WHAT TO WORK ON
A. From the forum thread about leaky amp caps, copy word for word the passage that begins at the words "## mmiller (Mar" and stops after "in the shop.".
B. In the forum thread about leaky amp caps, on which amp did bkjay notice leaking caps?
C. Resume the forum thread about leaky amp caps, continuing on from its final post.

PAGE EXTRACT
# Leaky amp caps



## bkjay (Jul 7, 2009)

What problems will you hear with leaking caps?


----------



## kyheng (Jan 31, 2007)

Power section or output section?


----------



## bkjay (Jul 7, 2009)

I noticed on my o.s. rubi 502 that one of my input power caps and both of the small caps by the rca inputs seem to be leaking.Just wondering how this would effect the performance of the amp.


----------



## minbari (Mar 3, 2011)

bkjay said:


> I noticed on my o.s. rubi 502 that one of my input power caps and both of the small caps by the rca inputs seem to be leaking.Just wondering how this would effect the performance of the amp.


if they are leaking, replace them. no telling if they are shorted or what value they are once they start to leak.


----------



## bkjay (Jul 7, 2009)

The part that worries me is the amp that is leaking is not being used but I have 2 Rubicons that I'm running now that are about the same age. I also just got a alt. whine and now I'm wondering if leaking rca caps are the problem? I hope that made sense.


----------



## TrickyRicky (Apr 5, 2009)

They dont have to be used in order to leak or fail. I had an amp stored (and I knew it worked perfectly) then when I hooked it up, nothing. Later I found out it had a bad capacitor (with no signs of damage) but I've read that leaky caps can damage circuit boards and traces.


----------



## Darth SQ (Sep 17, 2010)

Good advice from some knowledgeable members.
Definitely replace them.
Here's a link to a continuing thread I started that addresses the problems with these older amps; especially the caps (see pics).

Bret
PPI-ART COLLECTOR

http://www.diymobileaudio.com/forum...eries-2-amplifier-reconditioning-repairs.html


----------



## bkjay (Jul 7, 2009)

Thanks guys, looks like I'm gonna have to send these bad boys out.


----------



## mmiller (Mar 7, 2008)

Yup.... they can even go for a **** ****ting in your closet. Electronic Components only last so long.


----------



## ATOMICTECH62 (Jan 24, 2009)

Very bad leaky caps will cause squealing,screeching,whining,hissing,cracking,popping,ticking noises.
These are terms that customers used to describe their Delco Bose systems when they came in the shop.

(Entries for labeling bounding boxes)

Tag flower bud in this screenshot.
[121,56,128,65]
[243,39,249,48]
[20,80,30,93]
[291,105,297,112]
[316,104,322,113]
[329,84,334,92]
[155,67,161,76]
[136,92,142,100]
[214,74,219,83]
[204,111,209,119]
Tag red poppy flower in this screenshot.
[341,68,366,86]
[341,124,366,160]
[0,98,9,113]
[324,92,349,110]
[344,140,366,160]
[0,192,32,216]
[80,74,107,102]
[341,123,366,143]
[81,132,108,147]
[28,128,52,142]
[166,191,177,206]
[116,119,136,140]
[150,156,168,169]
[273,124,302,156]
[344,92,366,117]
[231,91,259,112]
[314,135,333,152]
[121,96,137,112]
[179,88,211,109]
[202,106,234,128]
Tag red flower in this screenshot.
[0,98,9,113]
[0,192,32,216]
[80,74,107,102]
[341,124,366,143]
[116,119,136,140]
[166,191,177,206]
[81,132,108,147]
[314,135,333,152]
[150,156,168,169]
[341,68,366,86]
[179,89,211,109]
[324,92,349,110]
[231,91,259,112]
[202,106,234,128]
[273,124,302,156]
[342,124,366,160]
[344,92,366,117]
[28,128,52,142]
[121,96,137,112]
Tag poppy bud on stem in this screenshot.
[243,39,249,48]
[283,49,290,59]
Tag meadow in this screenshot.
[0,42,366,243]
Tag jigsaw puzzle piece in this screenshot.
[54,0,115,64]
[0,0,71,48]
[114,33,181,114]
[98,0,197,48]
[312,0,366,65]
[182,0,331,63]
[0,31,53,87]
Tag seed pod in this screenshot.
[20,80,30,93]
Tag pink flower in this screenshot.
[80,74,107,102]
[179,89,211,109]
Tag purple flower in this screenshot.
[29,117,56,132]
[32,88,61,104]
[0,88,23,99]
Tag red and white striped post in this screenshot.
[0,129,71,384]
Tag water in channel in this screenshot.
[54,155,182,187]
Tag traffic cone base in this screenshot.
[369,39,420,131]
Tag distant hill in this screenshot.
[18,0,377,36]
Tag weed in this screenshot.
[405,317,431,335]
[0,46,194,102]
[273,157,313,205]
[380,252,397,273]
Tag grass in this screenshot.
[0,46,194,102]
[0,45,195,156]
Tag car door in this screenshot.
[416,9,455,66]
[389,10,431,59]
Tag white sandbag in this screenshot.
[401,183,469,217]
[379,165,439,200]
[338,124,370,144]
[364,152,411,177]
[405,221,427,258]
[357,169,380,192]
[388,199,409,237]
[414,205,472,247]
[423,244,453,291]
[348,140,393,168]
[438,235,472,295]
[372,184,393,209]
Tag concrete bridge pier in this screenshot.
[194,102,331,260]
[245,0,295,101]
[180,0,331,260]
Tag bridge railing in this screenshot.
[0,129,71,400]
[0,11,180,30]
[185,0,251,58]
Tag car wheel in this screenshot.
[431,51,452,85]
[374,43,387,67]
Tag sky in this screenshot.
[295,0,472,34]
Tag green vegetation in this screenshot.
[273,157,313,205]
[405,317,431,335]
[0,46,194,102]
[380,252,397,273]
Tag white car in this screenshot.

RESULTS
A.
## mmiller (Mar 7, 2008)

Yup.... they can even go for a **** ****ting in your closet. Electronic Components only last so long.


----------



## ATOMICTECH62 (Jan 24, 2009)

Very bad leaky caps will cause squealing,screeching,whining,hissing,cracking,popping,ticking noises.
These are terms that customers used to describe their Delco Bose systems when they came in the shop.

B. An o.s. Rubi 502.

C.
Delco even made a repair kit that contained about 12 caps.They used the cheapest caps they could find in the original and it showed up in just a few years.
Some were beyond repair because the fluid that leaked out ate up the board.


----------



## Darth SQ (Sep 17, 2010)

ATOMICTECH62 said:


> Very bad leaky caps will cause squealing,screeching,whining,hissing,cracking,popping,ticking noises.
> These are terms that customers used to describe their Delco Bose systems when they came in the shop.
> Delco even made a repair kit that contained about 12 caps.They used the cheapest caps they could find in the original and it showed up in just a few years.
> Some were beyond repair because the fluid that leaked out ate up the board.


And sometimes they go POOF! And let all the magic smoke out.

Eating the board would get expensive really quick.
Hope GM stood behind them and covered the repairs
Sounds about right for Bose.

Bret
PPI-ART COLLECTOR


----------



## bkjay (Jul 7, 2009)

Thanks guys, I went from maybe this winter I will get my amps refreshed to OMG should I pull my **** out now! LOL!


----------



## AKheathen (Sep 10, 2011)

good call, in the great white north, i find most problematic caps will rear their ugly head in the dead cold and make a huge mess of things, even lead to killing your battery for good. only 1 single time have i avoided total disaster, and that is when the bad caps blew up all over the place, through the display acrylic, across the heat-sink, and to the center console, where i investigated the source of the brown paper before even starting the truck. several times, it was just the magic smoke after a dead battery.


----------



## dragonrage (Feb 14, 2007)

ATOMICTECH62 said:


> Very bad leaky caps will cause squealing,screeching,whining,hissing,cracking,popping,ticking noises.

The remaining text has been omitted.